- Challenge
Please convert each line of the items below into a JSON list of strings, one string per line, with blank lines left out.

- Supplied entries
§

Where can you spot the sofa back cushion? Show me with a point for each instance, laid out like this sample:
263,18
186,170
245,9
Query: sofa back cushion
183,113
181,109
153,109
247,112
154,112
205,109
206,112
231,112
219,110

§

- Finished task
[
  "Where can you spot the sofa back cushion? Show me with a point for each instance, laid out like this sample:",
  "263,18",
  "186,170",
  "245,9",
  "Query: sofa back cushion",
  "183,113",
  "181,109",
  "153,109",
  "247,112",
  "154,112",
  "205,109",
  "206,112",
  "231,112",
  "219,110"
]